[START OF Supplied data]
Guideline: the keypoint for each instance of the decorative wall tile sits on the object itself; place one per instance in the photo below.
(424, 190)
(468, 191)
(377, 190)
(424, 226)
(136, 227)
[END OF Supplied data]
→ What you need to do
Rewrite the entries above, changing "decorative wall tile" to "glazed wall tile" wherever it occurs and keeping everything else the same.

→ Response to the task
Guideline: the keypoint for each instance of the glazed wall tile sits on the object itself; place one per instance in the photo below.
(424, 190)
(468, 191)
(377, 190)
(424, 226)
(136, 227)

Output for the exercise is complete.